■ Goal ■
Present the lines from the beginning of the records through the line containing "Return the mask of every instance of the dry" as a numbered list, omitting any blank lines.

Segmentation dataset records
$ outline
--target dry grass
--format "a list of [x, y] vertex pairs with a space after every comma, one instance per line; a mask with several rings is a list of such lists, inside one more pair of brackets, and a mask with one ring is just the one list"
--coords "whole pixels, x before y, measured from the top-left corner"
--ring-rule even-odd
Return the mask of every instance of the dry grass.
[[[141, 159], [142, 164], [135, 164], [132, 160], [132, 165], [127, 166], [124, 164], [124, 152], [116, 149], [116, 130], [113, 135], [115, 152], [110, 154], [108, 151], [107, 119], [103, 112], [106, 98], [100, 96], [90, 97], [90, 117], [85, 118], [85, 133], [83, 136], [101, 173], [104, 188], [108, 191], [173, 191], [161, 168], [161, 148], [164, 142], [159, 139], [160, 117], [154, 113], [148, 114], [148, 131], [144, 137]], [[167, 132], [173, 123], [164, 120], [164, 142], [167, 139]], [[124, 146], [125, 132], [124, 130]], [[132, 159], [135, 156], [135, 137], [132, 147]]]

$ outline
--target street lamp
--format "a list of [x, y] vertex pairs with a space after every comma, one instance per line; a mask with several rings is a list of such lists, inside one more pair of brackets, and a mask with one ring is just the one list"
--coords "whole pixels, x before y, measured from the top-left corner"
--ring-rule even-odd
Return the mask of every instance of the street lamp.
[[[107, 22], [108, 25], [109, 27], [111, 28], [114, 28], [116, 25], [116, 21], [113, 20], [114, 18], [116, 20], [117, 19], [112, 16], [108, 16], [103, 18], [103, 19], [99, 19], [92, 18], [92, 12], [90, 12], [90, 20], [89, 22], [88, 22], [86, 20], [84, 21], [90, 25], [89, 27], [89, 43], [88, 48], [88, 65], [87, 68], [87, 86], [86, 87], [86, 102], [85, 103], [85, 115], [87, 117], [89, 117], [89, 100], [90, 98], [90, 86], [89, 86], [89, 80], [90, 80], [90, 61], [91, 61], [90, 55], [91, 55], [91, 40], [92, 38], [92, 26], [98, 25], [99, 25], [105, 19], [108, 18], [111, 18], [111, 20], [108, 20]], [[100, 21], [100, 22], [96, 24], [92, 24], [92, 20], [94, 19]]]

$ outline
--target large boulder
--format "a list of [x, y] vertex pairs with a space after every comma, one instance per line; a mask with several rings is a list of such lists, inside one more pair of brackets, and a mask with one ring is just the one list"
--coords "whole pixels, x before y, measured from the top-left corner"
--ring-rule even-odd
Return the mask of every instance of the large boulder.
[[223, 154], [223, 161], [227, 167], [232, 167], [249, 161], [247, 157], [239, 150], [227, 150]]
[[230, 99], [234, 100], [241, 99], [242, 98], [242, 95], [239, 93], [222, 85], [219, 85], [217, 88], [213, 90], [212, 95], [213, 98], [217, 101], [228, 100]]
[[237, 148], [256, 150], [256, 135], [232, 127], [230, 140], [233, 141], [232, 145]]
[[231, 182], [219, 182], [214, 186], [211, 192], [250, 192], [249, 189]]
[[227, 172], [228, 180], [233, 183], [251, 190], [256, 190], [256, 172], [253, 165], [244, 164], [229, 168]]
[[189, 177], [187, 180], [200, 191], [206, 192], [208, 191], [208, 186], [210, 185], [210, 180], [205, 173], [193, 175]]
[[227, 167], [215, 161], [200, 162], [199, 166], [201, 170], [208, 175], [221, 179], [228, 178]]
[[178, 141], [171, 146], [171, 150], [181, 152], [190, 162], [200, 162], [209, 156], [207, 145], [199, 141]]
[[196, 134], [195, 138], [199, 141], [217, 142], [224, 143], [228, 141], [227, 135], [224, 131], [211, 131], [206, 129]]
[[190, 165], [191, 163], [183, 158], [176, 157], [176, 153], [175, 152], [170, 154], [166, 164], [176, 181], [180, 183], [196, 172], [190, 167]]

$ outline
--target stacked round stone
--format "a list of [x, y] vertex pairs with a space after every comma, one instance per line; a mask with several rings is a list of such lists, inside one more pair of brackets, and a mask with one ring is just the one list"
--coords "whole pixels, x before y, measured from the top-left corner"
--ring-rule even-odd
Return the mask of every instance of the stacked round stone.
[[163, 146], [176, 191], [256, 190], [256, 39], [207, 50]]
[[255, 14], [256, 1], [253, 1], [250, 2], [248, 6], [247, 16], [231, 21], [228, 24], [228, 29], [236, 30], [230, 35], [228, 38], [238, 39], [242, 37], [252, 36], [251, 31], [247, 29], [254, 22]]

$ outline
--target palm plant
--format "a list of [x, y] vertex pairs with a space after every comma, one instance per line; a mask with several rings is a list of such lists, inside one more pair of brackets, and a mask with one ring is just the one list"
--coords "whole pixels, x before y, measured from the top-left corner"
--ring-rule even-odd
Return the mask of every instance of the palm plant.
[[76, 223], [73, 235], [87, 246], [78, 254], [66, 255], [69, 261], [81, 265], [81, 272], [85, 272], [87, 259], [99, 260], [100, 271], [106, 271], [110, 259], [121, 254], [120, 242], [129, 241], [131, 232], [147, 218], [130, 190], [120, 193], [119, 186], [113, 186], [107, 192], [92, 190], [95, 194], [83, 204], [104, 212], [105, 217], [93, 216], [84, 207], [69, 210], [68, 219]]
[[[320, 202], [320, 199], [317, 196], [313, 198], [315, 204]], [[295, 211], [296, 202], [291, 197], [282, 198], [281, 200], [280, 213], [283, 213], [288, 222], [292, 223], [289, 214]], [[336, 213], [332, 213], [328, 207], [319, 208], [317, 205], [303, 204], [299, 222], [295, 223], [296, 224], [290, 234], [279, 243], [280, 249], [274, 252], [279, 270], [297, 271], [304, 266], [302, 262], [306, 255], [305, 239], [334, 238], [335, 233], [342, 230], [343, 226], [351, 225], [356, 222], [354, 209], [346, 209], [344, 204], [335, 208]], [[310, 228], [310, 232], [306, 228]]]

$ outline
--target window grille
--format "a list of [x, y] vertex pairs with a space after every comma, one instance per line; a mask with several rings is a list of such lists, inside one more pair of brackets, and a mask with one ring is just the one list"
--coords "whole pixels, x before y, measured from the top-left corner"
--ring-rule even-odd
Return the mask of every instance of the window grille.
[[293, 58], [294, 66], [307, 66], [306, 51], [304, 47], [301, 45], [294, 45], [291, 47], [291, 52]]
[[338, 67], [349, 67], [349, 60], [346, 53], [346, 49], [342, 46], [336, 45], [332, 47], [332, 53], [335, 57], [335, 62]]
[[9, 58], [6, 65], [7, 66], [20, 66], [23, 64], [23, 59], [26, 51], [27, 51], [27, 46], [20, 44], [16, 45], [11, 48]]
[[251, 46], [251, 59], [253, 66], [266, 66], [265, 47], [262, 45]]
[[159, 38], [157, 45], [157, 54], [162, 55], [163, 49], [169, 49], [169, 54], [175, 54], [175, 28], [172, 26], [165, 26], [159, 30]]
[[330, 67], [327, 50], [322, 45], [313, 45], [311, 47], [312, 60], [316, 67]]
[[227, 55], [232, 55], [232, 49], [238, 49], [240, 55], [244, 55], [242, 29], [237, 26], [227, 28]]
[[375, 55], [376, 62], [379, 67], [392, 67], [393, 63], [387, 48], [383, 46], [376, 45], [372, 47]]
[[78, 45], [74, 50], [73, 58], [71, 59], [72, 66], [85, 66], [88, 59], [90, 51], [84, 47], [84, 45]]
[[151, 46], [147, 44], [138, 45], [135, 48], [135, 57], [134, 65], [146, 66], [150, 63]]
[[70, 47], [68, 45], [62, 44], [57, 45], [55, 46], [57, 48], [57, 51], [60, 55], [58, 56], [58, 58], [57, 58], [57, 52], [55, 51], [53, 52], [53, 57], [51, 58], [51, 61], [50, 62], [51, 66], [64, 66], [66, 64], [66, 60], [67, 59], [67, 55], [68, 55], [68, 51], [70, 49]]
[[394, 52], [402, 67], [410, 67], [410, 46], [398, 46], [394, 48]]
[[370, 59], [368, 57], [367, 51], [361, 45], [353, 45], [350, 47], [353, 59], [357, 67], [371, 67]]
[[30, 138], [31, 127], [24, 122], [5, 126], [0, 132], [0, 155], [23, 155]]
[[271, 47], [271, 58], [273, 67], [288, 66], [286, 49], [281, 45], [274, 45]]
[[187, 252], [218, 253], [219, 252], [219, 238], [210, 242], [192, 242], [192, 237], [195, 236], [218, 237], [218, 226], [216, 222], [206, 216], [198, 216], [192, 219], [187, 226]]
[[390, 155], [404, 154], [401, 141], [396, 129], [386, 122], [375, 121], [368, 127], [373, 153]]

■ Written solution ■
1. $ outline
2. --target dry grass
3. --format "a list of [x, y] vertex pairs with a space after every comma, one instance per line; a mask with several rings is a list of such lists, inside one more pair of brackets, and a mask with one ring is just the one list"
4. --coords "whole pixels, x before y, measured from the top-left corner"
5. --ring-rule even-odd
6. Return the mask of every instance of the dry grass.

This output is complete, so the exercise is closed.